### What you will do
Please pull out every line in the entries below that contains the word "dark", and copy each such line in full.
□ □ □ □
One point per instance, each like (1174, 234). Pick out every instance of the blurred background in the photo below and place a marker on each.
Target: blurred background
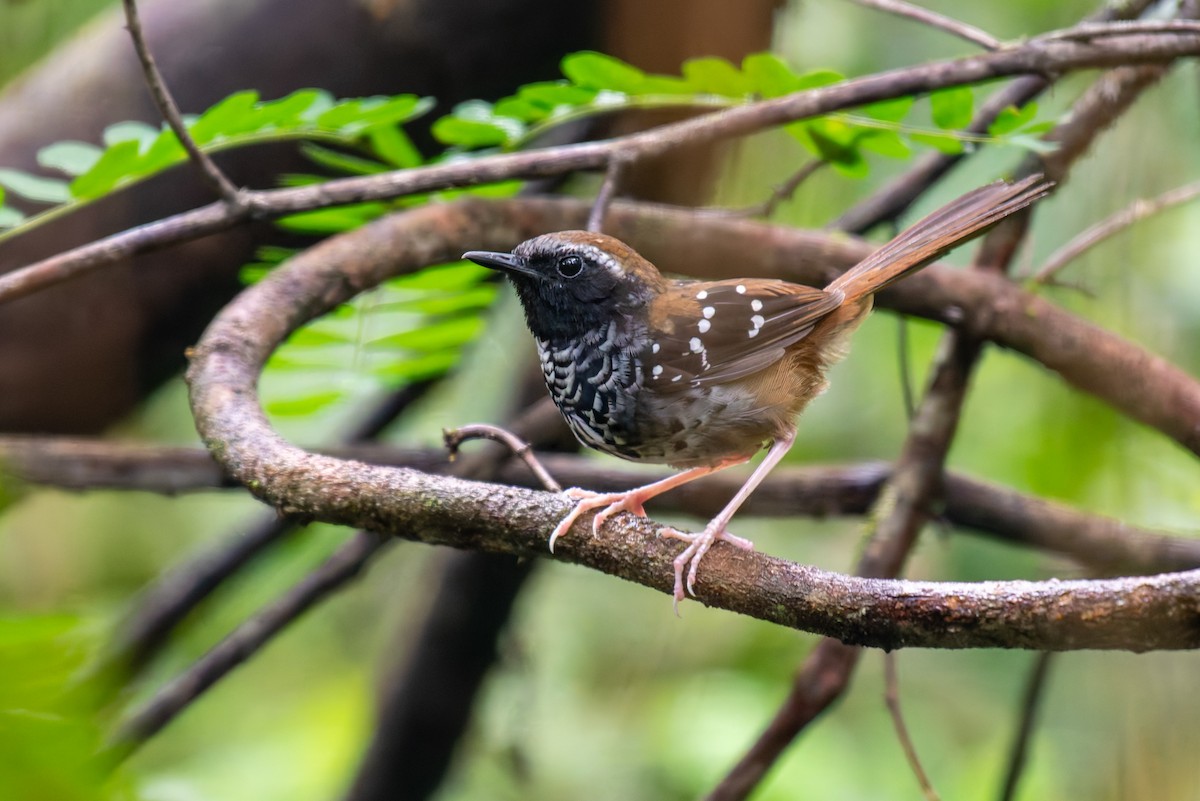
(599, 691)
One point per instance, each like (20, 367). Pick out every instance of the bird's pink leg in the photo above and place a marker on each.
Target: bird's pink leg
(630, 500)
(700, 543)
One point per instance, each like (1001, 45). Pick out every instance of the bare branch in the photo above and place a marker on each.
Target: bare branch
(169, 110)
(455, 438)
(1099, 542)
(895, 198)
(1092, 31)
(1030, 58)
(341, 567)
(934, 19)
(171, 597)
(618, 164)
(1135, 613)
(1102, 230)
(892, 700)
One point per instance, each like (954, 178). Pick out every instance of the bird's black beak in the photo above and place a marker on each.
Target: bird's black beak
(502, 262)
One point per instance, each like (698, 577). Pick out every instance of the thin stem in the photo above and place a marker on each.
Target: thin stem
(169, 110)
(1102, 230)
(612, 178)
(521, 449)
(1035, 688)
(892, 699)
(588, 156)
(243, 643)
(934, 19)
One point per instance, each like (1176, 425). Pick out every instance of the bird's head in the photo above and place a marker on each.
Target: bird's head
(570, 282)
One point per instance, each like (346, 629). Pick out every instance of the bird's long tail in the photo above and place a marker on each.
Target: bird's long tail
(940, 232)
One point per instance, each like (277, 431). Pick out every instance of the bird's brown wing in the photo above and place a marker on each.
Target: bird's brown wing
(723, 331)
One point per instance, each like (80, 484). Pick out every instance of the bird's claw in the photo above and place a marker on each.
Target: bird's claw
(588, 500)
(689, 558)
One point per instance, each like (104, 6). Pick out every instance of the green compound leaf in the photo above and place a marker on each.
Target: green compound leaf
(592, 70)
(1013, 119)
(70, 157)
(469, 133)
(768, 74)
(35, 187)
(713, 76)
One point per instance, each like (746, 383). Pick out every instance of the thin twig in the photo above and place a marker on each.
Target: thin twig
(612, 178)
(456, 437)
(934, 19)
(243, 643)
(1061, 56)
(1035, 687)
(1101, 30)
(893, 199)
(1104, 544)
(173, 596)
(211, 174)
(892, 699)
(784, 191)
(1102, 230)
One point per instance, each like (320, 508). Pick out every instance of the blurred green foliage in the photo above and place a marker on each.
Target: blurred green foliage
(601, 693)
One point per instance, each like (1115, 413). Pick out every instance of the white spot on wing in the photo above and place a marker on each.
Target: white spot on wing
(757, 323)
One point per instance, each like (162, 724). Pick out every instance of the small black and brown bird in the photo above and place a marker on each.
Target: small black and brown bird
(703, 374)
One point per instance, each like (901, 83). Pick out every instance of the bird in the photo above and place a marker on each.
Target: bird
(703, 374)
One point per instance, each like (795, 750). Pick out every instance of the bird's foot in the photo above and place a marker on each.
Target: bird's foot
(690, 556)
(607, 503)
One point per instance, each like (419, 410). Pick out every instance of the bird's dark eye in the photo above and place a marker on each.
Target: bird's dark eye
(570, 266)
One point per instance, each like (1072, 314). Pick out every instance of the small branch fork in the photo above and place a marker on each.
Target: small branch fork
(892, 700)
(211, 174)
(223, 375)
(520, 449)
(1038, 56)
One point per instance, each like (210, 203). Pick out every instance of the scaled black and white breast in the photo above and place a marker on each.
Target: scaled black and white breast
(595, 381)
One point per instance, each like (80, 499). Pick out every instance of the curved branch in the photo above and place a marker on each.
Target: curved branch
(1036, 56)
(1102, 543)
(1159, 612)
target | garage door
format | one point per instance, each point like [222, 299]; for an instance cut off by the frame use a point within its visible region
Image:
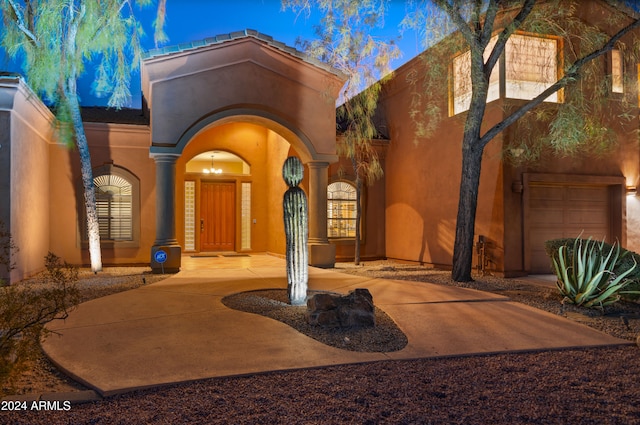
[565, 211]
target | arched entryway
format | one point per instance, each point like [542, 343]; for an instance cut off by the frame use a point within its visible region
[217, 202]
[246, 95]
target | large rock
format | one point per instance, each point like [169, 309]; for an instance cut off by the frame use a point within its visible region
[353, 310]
□ □ □ □
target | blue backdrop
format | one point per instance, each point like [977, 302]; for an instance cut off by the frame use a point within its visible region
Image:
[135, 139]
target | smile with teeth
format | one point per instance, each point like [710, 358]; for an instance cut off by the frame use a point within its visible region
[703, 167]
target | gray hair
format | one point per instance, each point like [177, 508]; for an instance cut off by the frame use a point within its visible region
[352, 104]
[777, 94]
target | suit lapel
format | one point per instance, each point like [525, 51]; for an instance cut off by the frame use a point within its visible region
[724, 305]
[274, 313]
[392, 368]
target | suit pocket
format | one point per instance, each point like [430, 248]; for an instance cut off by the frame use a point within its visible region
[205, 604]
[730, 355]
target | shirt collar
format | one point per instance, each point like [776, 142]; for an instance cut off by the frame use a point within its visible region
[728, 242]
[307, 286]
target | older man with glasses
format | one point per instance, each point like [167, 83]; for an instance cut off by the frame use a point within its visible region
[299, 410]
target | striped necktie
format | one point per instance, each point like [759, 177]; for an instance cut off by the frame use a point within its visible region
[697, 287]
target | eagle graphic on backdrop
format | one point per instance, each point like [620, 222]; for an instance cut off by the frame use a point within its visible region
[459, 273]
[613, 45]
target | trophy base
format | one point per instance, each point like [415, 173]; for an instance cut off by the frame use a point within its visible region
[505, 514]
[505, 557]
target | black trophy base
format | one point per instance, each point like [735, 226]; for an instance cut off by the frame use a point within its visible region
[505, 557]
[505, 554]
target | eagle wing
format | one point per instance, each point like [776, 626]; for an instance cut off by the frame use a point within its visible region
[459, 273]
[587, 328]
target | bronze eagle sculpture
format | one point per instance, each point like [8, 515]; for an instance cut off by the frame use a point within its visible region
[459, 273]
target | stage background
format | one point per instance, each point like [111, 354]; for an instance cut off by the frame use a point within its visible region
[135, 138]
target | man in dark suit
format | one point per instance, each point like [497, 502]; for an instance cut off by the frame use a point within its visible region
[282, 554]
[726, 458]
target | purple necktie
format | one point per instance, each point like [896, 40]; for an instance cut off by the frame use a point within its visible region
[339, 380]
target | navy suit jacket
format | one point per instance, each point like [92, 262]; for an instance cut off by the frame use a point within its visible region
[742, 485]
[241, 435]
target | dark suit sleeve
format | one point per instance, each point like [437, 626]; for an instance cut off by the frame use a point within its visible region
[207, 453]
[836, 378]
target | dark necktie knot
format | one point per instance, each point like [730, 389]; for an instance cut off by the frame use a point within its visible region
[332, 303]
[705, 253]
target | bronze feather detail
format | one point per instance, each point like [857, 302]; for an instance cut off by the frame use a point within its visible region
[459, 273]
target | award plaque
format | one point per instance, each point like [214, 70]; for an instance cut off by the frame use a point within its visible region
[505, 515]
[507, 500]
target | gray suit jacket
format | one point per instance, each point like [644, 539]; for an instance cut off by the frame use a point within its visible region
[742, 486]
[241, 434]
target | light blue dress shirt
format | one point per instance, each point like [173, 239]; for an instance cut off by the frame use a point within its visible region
□ □ □ □
### The completed task
One point per instance, each like (419, 410). Pick out every instance of the bird's dark eye in the photo above and place a marker on each.
Target: bird's dark eye
target | man in dark suit
target | dark suit sleeve
target | dark necktie knot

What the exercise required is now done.